Point annotation records

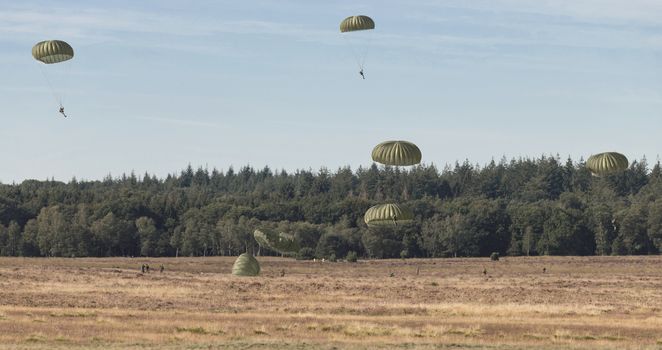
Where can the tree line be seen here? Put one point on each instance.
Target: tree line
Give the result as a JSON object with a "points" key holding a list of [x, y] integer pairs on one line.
{"points": [[526, 206]]}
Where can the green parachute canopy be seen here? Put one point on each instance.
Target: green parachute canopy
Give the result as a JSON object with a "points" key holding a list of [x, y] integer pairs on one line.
{"points": [[356, 23], [246, 265], [607, 163], [399, 153], [281, 242], [387, 215], [52, 51]]}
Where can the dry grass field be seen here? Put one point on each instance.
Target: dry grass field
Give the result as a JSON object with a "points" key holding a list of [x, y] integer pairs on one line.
{"points": [[593, 302]]}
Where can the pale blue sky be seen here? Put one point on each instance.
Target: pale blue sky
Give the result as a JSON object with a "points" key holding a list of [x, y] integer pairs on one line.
{"points": [[158, 84]]}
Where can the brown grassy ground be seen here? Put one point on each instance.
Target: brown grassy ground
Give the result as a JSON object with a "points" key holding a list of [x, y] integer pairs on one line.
{"points": [[596, 302]]}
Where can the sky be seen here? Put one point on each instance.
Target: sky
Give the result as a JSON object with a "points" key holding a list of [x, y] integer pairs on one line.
{"points": [[156, 85]]}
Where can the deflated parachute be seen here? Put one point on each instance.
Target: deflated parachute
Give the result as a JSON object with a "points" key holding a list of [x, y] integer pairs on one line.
{"points": [[387, 214], [246, 265], [281, 242], [399, 153], [607, 163]]}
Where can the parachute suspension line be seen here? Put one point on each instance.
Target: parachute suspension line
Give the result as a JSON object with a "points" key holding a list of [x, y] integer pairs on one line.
{"points": [[357, 57], [58, 100]]}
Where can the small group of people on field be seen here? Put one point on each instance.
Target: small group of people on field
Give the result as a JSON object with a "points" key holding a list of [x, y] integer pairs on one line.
{"points": [[145, 268]]}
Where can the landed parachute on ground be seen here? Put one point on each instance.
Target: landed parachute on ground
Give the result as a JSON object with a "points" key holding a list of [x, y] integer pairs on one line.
{"points": [[398, 153], [246, 265], [281, 242], [607, 163], [387, 215]]}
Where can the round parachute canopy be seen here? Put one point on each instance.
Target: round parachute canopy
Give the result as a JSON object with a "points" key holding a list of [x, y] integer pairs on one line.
{"points": [[607, 163], [281, 242], [52, 51], [356, 23], [246, 265], [387, 215], [399, 153]]}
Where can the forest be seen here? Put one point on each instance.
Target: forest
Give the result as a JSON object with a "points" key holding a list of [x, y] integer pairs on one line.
{"points": [[525, 206]]}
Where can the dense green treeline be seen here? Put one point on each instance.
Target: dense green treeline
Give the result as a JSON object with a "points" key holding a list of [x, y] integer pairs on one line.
{"points": [[517, 207]]}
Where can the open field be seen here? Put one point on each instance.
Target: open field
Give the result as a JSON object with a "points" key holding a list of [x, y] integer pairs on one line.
{"points": [[594, 302]]}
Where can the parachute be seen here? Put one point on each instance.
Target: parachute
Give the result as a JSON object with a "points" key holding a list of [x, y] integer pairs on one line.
{"points": [[54, 53], [387, 214], [356, 23], [398, 153], [607, 163], [283, 243], [354, 28], [246, 265]]}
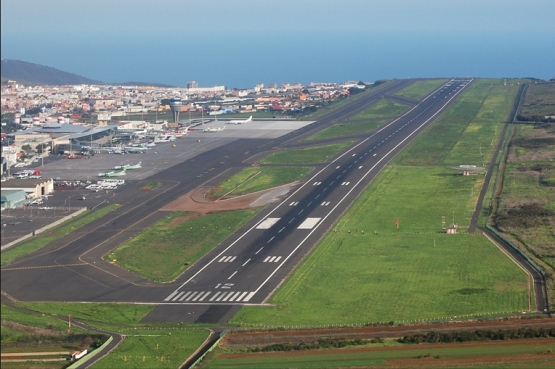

Your task
Copy everything from the line containing "Where can the open" down to the end of the records, both ends included, and leave out the pictures.

Final result
Where can the open field be seen here? Put one point on each instance.
Target: open field
Give the result as a JSON object with a "points" key holding a list of [x, y] integer pairs on one line.
{"points": [[594, 302]]}
Where can the parachute be seen here? Put one point on each instance.
Target: parachute
Give the result as a JSON object with a "points" key holding a list of [x, y] integer pairs on one line.
{"points": [[54, 53], [387, 214], [356, 23], [398, 153], [607, 163], [283, 243], [354, 28], [246, 265]]}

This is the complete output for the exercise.